> ABOUT THIS EXERCISE:
Name every person quoted in the nicotine news summary below, with the position the text gives for each.

Medical Uses of Nicotine Explored June 21, 2007
News Summary
Researchers are developing a wide range of pharmaceutical drugs with nicotine as their main active ingredient, often taking their cues from studies conducted by the tobacco industry, Wired reported June 20.
Clinical trials are now underway on drugs that use nicotine -- which acts on the acetylcholine receptors in the brain -- to treat wounds, depression, schizophrenia, Alzheimer's disease, Tourette Syndrome, ADHD, anxiety, and other disorders.
"Nicotine is highly stigmatized -- and for good reason, because the delivery system is so deadly," said Don deBethizy, CEO of biotech firm Targacept and formerly a researcher with R.J. Reynolds Tobacco Co. "But the drug itself and the research generated by studying its effects on the brain both show great promise for helping us improve our physical and mental health."
"Nicotine itself is hugely potent and not specific enough," said Linda Gretton, Targacept's director of communications. "But the research we have allows us to take the best therapeutic qualities of nicotine and develop treatments that target receptors." The drugs being developed have a molecular makeup similar to nicotine but are not addictive or toxic, company officials say.
The development of nicotine patches for smokers trying to quit, as well as studies showing that smokers seemed to be protected from certain diseases, helped spur research into therapeutic use of nicotine. Still, nicotine-based pharmaceuticals face a stigma given the drug's long association with smoking.
But some see the advent of nicotine-based drugs as a potent stop-smoking tool. "There will be great progress when the nicotine sister drugs come to market," said Ed Levin, a researcher at Duke University. "About half the cigarettes in this country are bought by people with psychiatric problems -- high percentages of people with depression and schizophrenia smoke, for example. When we can give people their medicine in a form that doesn't kill them, it will be real progress."

> GIVEN INFORMATION:
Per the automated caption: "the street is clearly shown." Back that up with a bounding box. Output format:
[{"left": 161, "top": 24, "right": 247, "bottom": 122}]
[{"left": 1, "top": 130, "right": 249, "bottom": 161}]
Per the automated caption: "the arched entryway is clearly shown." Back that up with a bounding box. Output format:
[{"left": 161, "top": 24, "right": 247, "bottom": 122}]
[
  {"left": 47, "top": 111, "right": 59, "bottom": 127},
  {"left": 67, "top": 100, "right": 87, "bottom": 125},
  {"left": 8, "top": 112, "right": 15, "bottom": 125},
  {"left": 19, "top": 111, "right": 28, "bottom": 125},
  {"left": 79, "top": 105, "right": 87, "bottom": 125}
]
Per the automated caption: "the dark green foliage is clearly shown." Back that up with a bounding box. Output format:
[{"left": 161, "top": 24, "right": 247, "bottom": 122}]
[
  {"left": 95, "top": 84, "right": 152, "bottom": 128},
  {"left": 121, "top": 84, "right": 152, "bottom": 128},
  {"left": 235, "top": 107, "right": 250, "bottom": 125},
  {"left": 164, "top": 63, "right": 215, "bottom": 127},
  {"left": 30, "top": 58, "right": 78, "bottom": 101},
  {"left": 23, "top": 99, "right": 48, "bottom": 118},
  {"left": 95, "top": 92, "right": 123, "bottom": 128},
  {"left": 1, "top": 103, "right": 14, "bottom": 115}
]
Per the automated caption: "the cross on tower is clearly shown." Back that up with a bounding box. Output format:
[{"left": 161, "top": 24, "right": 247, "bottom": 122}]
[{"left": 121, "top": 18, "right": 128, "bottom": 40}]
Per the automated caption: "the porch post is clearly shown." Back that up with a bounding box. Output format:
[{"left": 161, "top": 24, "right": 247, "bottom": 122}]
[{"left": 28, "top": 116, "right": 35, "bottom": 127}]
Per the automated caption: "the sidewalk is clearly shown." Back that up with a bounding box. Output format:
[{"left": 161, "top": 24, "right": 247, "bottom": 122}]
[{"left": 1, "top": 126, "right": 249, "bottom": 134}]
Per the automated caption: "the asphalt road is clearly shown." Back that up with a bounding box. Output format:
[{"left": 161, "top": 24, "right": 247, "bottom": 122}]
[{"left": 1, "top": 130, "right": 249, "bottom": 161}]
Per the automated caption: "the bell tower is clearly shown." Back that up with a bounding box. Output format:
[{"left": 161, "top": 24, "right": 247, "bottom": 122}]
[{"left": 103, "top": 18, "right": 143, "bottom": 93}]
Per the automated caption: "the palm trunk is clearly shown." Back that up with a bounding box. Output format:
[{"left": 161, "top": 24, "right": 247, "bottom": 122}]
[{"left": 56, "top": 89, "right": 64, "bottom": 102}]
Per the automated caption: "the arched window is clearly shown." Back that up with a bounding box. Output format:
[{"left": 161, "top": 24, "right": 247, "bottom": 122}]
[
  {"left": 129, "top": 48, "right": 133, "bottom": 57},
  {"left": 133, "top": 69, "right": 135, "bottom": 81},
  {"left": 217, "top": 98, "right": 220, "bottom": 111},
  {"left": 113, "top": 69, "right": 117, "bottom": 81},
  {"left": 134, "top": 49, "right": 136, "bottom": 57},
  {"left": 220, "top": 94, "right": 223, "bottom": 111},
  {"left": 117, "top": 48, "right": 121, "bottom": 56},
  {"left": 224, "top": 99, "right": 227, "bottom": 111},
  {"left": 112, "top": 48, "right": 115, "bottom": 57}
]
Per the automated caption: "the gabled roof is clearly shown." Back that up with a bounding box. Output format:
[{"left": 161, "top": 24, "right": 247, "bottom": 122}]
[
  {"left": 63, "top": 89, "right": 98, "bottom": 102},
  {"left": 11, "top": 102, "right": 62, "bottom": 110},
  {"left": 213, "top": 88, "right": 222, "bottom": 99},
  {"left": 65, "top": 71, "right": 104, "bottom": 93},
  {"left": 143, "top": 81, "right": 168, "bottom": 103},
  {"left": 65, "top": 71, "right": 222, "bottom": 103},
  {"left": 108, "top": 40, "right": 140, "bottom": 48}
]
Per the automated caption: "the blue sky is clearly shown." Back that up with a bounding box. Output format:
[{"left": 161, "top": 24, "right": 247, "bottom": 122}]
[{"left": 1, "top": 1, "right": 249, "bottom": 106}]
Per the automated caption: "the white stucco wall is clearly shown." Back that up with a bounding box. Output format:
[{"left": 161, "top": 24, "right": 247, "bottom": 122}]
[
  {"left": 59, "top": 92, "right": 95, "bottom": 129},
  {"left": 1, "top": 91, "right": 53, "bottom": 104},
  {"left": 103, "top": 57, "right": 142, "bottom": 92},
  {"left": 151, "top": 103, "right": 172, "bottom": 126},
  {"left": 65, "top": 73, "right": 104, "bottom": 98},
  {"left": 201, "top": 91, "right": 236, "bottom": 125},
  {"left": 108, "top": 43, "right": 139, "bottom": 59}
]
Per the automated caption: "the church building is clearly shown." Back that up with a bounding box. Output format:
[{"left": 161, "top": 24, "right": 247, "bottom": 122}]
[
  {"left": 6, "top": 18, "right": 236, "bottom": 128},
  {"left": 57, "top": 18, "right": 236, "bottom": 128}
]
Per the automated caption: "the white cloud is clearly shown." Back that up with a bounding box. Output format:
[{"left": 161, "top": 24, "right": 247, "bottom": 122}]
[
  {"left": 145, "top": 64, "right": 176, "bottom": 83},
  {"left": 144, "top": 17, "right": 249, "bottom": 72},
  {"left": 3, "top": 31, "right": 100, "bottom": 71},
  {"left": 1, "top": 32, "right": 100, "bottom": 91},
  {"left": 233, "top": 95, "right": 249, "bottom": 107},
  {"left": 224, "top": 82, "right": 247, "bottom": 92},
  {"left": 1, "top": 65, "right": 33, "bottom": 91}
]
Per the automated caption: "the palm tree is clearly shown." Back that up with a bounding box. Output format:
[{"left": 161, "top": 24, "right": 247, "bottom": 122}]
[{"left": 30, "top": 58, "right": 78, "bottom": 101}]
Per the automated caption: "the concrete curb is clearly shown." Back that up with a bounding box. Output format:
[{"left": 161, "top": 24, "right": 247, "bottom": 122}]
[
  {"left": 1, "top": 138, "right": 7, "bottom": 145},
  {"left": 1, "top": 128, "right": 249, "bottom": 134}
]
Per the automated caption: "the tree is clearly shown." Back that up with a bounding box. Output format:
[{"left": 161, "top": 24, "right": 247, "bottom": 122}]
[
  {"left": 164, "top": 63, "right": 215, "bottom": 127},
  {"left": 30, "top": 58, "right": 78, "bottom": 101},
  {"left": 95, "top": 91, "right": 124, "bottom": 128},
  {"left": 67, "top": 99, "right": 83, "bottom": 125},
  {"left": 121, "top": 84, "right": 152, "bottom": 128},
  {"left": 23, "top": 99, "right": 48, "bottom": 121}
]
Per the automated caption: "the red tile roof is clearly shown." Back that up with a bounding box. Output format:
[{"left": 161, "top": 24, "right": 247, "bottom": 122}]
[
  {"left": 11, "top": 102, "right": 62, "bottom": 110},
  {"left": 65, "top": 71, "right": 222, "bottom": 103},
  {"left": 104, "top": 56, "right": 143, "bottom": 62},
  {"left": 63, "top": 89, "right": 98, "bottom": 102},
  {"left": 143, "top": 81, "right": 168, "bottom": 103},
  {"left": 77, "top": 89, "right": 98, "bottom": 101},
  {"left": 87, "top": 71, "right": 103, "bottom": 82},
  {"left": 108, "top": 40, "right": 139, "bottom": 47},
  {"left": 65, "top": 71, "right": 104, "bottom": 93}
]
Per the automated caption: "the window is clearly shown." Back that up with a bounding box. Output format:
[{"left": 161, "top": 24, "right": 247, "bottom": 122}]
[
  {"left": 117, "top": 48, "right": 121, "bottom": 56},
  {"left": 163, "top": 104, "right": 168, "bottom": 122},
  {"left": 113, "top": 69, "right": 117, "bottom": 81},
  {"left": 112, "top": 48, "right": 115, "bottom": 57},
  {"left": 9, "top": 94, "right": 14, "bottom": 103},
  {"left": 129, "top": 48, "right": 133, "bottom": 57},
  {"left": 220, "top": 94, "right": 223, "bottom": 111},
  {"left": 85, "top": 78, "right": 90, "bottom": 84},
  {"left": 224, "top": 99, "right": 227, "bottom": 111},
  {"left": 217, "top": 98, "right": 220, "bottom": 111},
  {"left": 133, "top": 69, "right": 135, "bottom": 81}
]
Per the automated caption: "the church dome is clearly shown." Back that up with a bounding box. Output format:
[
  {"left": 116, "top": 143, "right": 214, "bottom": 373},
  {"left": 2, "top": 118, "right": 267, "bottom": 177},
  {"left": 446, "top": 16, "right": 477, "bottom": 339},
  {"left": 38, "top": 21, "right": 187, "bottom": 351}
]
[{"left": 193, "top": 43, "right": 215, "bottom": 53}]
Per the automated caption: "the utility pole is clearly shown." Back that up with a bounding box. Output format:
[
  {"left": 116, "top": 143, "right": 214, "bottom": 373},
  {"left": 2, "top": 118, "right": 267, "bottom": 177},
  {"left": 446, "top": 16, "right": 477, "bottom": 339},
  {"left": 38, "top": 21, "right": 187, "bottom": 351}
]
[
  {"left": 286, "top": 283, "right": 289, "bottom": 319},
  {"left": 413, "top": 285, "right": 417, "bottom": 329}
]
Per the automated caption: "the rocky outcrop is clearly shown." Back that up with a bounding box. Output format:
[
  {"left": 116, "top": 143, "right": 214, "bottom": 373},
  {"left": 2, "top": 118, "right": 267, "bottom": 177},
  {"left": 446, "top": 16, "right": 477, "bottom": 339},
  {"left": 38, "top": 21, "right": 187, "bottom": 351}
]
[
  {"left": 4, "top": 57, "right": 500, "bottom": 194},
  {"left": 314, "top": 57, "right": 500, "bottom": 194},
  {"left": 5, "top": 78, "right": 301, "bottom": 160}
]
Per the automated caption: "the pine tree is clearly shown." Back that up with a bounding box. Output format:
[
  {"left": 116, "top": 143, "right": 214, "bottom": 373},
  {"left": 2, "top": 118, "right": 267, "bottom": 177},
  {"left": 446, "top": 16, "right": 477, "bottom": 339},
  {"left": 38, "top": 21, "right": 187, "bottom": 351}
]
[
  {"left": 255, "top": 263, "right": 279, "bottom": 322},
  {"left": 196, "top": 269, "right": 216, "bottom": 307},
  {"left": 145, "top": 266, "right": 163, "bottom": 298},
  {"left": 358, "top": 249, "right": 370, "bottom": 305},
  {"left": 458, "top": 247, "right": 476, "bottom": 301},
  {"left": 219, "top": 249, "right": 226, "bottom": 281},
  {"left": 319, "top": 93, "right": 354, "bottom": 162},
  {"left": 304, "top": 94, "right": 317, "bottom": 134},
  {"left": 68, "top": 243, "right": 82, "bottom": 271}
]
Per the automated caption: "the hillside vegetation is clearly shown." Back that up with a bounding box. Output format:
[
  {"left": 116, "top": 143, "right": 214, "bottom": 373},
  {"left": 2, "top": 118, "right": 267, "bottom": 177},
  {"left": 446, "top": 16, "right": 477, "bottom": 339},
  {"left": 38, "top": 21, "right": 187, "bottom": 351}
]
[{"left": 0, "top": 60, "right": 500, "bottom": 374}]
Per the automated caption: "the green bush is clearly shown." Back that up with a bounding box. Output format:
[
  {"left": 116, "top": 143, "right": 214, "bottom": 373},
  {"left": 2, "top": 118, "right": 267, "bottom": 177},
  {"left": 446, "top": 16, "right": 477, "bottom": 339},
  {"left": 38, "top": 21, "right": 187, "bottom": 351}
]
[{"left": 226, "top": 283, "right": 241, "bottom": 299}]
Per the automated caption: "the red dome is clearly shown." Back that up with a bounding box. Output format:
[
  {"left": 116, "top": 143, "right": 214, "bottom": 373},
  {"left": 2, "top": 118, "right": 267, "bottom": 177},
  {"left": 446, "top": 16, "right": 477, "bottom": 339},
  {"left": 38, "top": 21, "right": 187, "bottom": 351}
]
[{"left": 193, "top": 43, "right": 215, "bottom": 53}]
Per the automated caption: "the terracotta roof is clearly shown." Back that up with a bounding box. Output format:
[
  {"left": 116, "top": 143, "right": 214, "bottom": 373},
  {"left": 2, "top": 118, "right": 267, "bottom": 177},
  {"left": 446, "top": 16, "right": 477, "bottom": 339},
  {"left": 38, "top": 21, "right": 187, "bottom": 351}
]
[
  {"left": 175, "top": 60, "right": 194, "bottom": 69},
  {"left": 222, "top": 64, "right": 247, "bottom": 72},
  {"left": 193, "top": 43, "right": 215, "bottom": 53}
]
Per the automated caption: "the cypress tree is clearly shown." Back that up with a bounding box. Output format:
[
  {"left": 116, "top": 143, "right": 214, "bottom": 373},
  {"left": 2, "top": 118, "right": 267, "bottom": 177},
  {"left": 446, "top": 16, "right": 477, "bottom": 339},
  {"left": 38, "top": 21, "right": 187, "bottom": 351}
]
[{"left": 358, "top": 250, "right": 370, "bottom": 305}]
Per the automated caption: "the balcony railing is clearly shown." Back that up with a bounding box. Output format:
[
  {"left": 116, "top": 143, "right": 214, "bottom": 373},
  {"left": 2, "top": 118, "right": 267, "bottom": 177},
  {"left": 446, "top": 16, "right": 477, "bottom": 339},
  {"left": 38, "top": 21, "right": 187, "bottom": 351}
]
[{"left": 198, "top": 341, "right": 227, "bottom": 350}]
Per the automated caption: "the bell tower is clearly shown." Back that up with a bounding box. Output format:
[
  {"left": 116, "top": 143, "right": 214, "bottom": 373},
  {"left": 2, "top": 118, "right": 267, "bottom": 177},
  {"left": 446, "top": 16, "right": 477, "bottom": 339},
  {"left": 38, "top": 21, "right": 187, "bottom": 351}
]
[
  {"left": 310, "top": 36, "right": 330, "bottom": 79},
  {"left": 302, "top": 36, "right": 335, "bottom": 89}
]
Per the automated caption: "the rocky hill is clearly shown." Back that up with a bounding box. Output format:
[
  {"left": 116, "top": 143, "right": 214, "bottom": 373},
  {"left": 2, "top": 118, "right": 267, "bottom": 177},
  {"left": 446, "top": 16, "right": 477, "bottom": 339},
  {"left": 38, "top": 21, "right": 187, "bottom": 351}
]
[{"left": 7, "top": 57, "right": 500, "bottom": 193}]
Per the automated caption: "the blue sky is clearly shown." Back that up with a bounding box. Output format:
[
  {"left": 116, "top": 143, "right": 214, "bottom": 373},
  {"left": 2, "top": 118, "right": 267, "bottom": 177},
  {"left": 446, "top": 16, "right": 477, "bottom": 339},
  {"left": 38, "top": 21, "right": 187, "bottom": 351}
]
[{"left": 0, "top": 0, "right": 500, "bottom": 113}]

> OUTPUT FOR THIS EXERCISE:
- Don deBethizy: CEO of biotech firm Targacept, formerly a researcher with R.J. Reynolds Tobacco Co.
- Linda Gretton: Targacept's director of communications
- Ed Levin: a researcher at Duke University